| Task item |
Print all of the data exactly.

| Referring expression data |
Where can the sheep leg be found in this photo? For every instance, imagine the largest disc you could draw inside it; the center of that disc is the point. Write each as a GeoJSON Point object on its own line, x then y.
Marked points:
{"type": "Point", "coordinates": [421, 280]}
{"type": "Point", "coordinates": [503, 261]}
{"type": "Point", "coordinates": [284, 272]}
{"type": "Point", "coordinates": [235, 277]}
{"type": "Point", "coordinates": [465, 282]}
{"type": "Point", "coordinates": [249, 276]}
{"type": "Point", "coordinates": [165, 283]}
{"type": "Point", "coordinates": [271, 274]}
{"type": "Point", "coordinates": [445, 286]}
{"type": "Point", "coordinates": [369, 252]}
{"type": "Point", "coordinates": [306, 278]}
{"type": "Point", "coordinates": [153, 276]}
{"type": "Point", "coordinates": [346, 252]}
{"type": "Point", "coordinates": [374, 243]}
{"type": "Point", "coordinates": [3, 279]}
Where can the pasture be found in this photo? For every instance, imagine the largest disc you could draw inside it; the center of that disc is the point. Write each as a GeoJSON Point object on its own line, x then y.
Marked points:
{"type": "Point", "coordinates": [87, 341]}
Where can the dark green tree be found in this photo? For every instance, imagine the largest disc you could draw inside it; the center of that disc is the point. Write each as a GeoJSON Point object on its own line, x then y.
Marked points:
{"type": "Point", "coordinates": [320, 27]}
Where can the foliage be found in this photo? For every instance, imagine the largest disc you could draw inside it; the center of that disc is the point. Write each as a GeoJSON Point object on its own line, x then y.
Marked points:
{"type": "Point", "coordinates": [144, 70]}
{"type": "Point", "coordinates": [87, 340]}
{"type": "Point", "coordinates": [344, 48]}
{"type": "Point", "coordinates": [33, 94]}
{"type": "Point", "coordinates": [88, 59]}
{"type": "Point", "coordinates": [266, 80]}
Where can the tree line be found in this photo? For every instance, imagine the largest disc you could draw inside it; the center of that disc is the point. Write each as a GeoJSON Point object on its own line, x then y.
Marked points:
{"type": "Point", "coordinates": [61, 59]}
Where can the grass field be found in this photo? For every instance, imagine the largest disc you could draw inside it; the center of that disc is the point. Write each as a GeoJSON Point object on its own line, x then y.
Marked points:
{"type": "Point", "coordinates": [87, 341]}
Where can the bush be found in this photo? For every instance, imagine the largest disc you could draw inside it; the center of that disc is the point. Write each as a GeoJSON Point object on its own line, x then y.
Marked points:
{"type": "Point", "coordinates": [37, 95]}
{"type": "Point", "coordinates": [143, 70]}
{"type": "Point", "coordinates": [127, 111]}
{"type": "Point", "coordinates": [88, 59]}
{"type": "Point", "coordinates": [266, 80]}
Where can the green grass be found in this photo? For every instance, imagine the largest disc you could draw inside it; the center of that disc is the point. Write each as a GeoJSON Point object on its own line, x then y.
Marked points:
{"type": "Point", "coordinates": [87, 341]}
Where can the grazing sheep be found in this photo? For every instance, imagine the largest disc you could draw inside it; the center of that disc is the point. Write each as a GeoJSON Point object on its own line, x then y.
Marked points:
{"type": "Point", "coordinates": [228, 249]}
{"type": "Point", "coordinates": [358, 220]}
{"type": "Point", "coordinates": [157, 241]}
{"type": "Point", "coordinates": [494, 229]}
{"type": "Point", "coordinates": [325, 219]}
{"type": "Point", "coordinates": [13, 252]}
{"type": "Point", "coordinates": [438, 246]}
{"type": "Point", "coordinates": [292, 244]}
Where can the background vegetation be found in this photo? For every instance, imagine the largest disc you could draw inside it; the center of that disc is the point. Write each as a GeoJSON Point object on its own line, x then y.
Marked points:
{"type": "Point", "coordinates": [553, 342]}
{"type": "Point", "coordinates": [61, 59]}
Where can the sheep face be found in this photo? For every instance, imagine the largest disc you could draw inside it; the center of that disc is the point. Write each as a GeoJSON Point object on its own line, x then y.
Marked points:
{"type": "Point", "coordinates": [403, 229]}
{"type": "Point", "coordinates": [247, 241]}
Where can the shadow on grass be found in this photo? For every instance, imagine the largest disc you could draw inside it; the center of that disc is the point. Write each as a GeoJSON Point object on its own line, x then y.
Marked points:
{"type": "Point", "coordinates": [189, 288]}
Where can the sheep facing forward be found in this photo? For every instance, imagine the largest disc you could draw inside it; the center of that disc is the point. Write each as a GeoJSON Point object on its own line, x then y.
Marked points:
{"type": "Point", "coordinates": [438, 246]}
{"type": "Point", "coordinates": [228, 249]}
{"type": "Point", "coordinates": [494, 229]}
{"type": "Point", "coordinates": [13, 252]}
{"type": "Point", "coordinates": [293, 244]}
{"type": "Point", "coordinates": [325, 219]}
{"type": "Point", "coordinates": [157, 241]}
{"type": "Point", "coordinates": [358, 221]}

| Written answer |
Where can the sheep leg be found in this photo? For every instance, imagine the largest disc you could draw inside it; the center of that disc is the point. Write each as a GeoJSON Point object on its own line, x then y.
Marked points:
{"type": "Point", "coordinates": [421, 280]}
{"type": "Point", "coordinates": [503, 261]}
{"type": "Point", "coordinates": [284, 272]}
{"type": "Point", "coordinates": [235, 277]}
{"type": "Point", "coordinates": [465, 282]}
{"type": "Point", "coordinates": [249, 276]}
{"type": "Point", "coordinates": [165, 283]}
{"type": "Point", "coordinates": [271, 274]}
{"type": "Point", "coordinates": [445, 286]}
{"type": "Point", "coordinates": [369, 252]}
{"type": "Point", "coordinates": [306, 278]}
{"type": "Point", "coordinates": [153, 276]}
{"type": "Point", "coordinates": [346, 252]}
{"type": "Point", "coordinates": [374, 243]}
{"type": "Point", "coordinates": [3, 279]}
Where can the pasture be found in this photo? For every instance, imagine the largest disc you could draw inside it; the center of that disc is the point. Write each as a GeoJSON Point object on its own line, x then y.
Marked points:
{"type": "Point", "coordinates": [87, 341]}
Where can the dark green tree be found in this photo? For every instance, imagine the largest disc you could draw inside it; the center of that disc is the point. Write each as a GeoJSON Point object on its own line, x then y.
Marked points:
{"type": "Point", "coordinates": [320, 27]}
Where can the foliage be found in this photo? For every instance, imagine the largest disc you could draw inside it; the center of that disc is the point. Write each as a GeoJSON Point object on its own line, x then y.
Marked points:
{"type": "Point", "coordinates": [144, 70]}
{"type": "Point", "coordinates": [87, 340]}
{"type": "Point", "coordinates": [344, 48]}
{"type": "Point", "coordinates": [33, 94]}
{"type": "Point", "coordinates": [88, 59]}
{"type": "Point", "coordinates": [266, 80]}
Where can the tree line be found in this photo? For every instance, imagine the largest disc you could draw inside it; the center of that disc is the point. Write each as a GeoJSON Point object on its own line, x then y.
Marked points:
{"type": "Point", "coordinates": [61, 59]}
Where can the grass field be found in this photo? For every instance, imagine the largest disc you could draw inside it; the center of that disc is the point. Write each as a GeoJSON Point object on its own line, x then y.
Marked points:
{"type": "Point", "coordinates": [87, 341]}
Where can the bush be found in this photo? For every instance, imagine the largest disc you could draw inside it; the center of that disc is the point. Write each as a GeoJSON Point object on its own line, x then y.
Marked points:
{"type": "Point", "coordinates": [37, 95]}
{"type": "Point", "coordinates": [143, 70]}
{"type": "Point", "coordinates": [127, 111]}
{"type": "Point", "coordinates": [88, 59]}
{"type": "Point", "coordinates": [266, 80]}
Where can the green grass be found in this photo? For every instance, imagine the largest disc you could draw inside it; the center of that disc is the point. Write each as a GeoJSON Point object on its own line, x then y.
Marked points:
{"type": "Point", "coordinates": [87, 341]}
Where can the grazing sheep be found in this photo? For every instance, imagine the largest disc you could draw inside it; the center of that disc is the point. Write each as a GeoJSON Point object on its own line, x then y.
Marked points:
{"type": "Point", "coordinates": [228, 249]}
{"type": "Point", "coordinates": [358, 220]}
{"type": "Point", "coordinates": [157, 241]}
{"type": "Point", "coordinates": [494, 229]}
{"type": "Point", "coordinates": [325, 219]}
{"type": "Point", "coordinates": [13, 252]}
{"type": "Point", "coordinates": [438, 246]}
{"type": "Point", "coordinates": [292, 244]}
Where can the background vegetation be found in this photo? For every instance, imagine the largest disc you could draw inside it; the center of that disc is the point. Write each as a GeoJSON Point object on its own line, x then y.
Marked points:
{"type": "Point", "coordinates": [553, 342]}
{"type": "Point", "coordinates": [61, 59]}
Where can the sheep face be found in this photo? For every instance, imagine the largest disc you could draw inside it; the center of that disc is the point. Write each as a GeoJSON Point object on its own line, x then y.
Marked points:
{"type": "Point", "coordinates": [403, 229]}
{"type": "Point", "coordinates": [247, 241]}
Where can the shadow on grass be found in this photo? For every instance, imagine the largest disc you could draw inside it; the center of that disc is the point. Write each as a GeoJSON Point object on its own line, x then y.
Marked points:
{"type": "Point", "coordinates": [189, 288]}
Where can the sheep facing forward be found in this photo? For every instance, imagine the largest disc you could draw inside it; the center of that disc is the point. Write each as a GeoJSON Point object on its own line, x then y.
Marked points:
{"type": "Point", "coordinates": [438, 246]}
{"type": "Point", "coordinates": [228, 249]}
{"type": "Point", "coordinates": [494, 229]}
{"type": "Point", "coordinates": [13, 252]}
{"type": "Point", "coordinates": [293, 244]}
{"type": "Point", "coordinates": [325, 219]}
{"type": "Point", "coordinates": [157, 241]}
{"type": "Point", "coordinates": [358, 221]}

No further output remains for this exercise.